▸ Instructions for the task
Update the data below by putting "outline" wherever "bounding box" appears, with everything else unchanged. Leave the pictures out of your answer.

▸ Materials provided
========

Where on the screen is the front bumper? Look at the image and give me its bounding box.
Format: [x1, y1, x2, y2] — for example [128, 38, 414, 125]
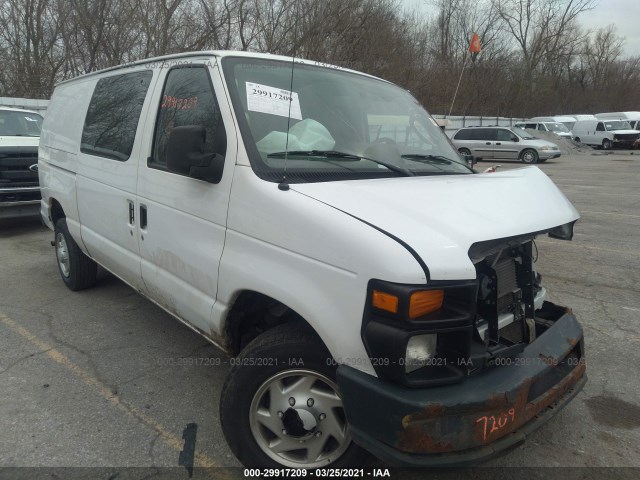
[338, 312, 587, 467]
[538, 150, 562, 160]
[0, 187, 40, 219]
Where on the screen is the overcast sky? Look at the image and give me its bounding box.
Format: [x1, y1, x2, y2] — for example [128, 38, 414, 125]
[401, 0, 640, 56]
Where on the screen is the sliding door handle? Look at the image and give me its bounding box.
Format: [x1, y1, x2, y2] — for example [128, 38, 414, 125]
[140, 205, 147, 229]
[127, 200, 136, 227]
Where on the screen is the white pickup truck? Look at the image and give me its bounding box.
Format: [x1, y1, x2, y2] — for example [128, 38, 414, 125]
[39, 52, 586, 468]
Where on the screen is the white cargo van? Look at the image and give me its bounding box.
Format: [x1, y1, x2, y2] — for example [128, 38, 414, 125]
[39, 52, 586, 468]
[573, 119, 640, 150]
[596, 112, 640, 130]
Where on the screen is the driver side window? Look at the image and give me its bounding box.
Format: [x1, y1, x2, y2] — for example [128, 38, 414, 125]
[148, 66, 227, 170]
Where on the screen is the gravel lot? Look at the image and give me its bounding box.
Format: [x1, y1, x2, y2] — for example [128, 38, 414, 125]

========

▸ Correct response
Where on the screen is the front bumper? Look at the image and give me its outline.
Format: [x1, y1, x2, y2] — for example [128, 38, 414, 125]
[338, 312, 587, 467]
[538, 150, 562, 160]
[0, 187, 40, 219]
Where on the screen is the overcast sky? Look at the image and give me its outline.
Format: [x1, y1, x2, y2] — for example [128, 38, 414, 125]
[401, 0, 640, 56]
Where on the screen is the sliding door handle? Look at the image and give me its outline.
Format: [x1, y1, x2, y2] — for example [128, 38, 414, 125]
[140, 205, 147, 229]
[127, 200, 136, 227]
Where on the screen is the white pickup truck? Look at the image and give me its outline.
Format: [x1, y1, x2, y2] — for example [128, 38, 414, 125]
[39, 52, 586, 468]
Where on the screen is the white cargo van? Look at the image and give me its outline.
Format: [x1, y1, x2, y2] — for example [128, 38, 414, 125]
[39, 52, 586, 468]
[573, 119, 640, 150]
[596, 112, 640, 130]
Where on the screen is the driver side window? Look at the image and give me its outline.
Format: [x1, y1, x2, y2] — for example [128, 38, 414, 125]
[148, 66, 227, 170]
Where on the screen is the gravel lot? Look at the image and give me its outline.
Format: [x1, y1, x2, y2] — for example [128, 38, 414, 125]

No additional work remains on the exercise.